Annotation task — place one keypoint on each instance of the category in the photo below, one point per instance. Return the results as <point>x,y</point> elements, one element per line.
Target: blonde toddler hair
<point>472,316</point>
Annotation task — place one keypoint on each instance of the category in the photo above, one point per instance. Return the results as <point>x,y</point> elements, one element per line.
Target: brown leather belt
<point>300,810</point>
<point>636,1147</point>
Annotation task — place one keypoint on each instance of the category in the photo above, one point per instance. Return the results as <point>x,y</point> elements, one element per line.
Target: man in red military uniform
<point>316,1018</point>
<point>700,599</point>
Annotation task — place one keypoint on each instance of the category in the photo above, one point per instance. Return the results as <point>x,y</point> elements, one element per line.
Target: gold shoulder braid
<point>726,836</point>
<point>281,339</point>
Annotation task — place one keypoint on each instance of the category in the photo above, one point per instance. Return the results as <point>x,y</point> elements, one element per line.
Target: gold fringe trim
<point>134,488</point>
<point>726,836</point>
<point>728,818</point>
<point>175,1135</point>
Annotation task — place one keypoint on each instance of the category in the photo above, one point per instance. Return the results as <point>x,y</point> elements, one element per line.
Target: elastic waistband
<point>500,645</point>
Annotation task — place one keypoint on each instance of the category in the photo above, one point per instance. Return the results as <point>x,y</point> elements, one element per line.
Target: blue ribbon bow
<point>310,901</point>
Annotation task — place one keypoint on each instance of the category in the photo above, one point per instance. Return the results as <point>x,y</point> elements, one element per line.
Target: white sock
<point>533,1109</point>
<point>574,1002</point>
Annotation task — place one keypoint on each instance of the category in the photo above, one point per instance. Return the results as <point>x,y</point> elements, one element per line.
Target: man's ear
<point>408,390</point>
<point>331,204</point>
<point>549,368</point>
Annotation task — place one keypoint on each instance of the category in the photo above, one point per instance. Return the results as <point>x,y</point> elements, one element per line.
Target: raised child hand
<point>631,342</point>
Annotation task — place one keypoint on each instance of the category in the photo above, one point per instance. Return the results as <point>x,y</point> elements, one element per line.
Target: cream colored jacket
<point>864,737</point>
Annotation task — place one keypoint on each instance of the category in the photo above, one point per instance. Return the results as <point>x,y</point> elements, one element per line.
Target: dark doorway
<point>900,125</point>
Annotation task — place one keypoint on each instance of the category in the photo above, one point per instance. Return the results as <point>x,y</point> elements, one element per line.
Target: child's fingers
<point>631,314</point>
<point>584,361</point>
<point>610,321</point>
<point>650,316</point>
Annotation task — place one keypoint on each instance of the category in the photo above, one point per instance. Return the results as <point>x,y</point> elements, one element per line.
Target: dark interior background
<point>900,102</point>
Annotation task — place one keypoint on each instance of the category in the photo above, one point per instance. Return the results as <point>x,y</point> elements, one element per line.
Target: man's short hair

□ □ □ □ □ □ □

*Activity*. Reproduce all the data word for word.

*Solution*.
Annotation task — place one keypoint on each instance of the category in the photo below, one point per instance. Return the results as <point>x,y</point> elements, one element per line.
Target: blonde toddler hair
<point>472,316</point>
Annotation task — place one keypoint on each instance of the category in the photo above, one point per instance. Return the results as <point>x,y</point> elements, one element per line.
Target: brown leather belt
<point>300,810</point>
<point>636,1147</point>
Annotation task — place one keypoint on each instance of the category in the photo above, one point per instance. Return the results as <point>x,y</point> elements, one element per line.
Target: man in red military uniform
<point>316,1018</point>
<point>700,599</point>
Annotation task — place one keypoint on each instance of the category in the photo above, one point per instance. Return the results as <point>x,y</point> elements, one element per line.
Target: gold shoulder braid
<point>726,836</point>
<point>281,339</point>
Annotation task — place one keypoint on each instance of the category in the photo above, one point per instance. Return the results as <point>x,y</point> elements, one element per line.
Target: gold fringe trim
<point>134,488</point>
<point>726,836</point>
<point>728,818</point>
<point>175,1135</point>
Annotation task — place one keypoint on each instance of the category in the photo above, one point per instance. Return the results as <point>x,y</point> elements, one element per line.
Target: elastic waistband
<point>500,645</point>
Annotation task — place one keypoint on each instance of the category in the photo above, one point per instance. Return the results as <point>x,y</point> elements, one element per line.
Target: blue ribbon bow
<point>310,901</point>
Annotation task — place one keypoint on each instance of the category in the photo above, one point per instance. Return the results as <point>x,y</point> elements, one element per line.
Target: white sock
<point>533,1109</point>
<point>574,1002</point>
Annotation task — place one keypoint on each instance of the category in the photo above, one point per instance. Return the results as <point>x,y</point> elements, one element per line.
Target: man's ear
<point>408,390</point>
<point>331,204</point>
<point>549,368</point>
Annotation task — place one keypoint on each instance of the category in the photo above, one point per instance. Return the results as <point>x,y</point> elements, one element per line.
Target: raised child hand
<point>631,342</point>
Annotation task — place one keypoint on each instance of the category in the photo above, one point per instance. Return the results as <point>x,y</point> elements, one element per line.
Target: cream colored jacket
<point>864,737</point>
Annotation task — place one keypoint on each instance of the category in the photo above, one point per instance. Return the results as <point>x,y</point> elements, one element per line.
Target: dark doorway
<point>900,125</point>
Annotation task — place one keypoint on each instance of the category in the photo above, one point per instance. Return the results as <point>x,y</point> elements, one element per line.
Target: child's fingers
<point>631,314</point>
<point>584,361</point>
<point>610,321</point>
<point>650,316</point>
Annotation task — place one keypoint on each instance of the category in the photo above, one point per instance. Return the results as <point>x,y</point> elements, one element per line.
Target: dark interior background
<point>900,102</point>
Annotation task — place one keypoint on each instance of the category in the photo above, one point per instance. Return the results as <point>x,y</point> elements, one element per line.
Target: man's short hair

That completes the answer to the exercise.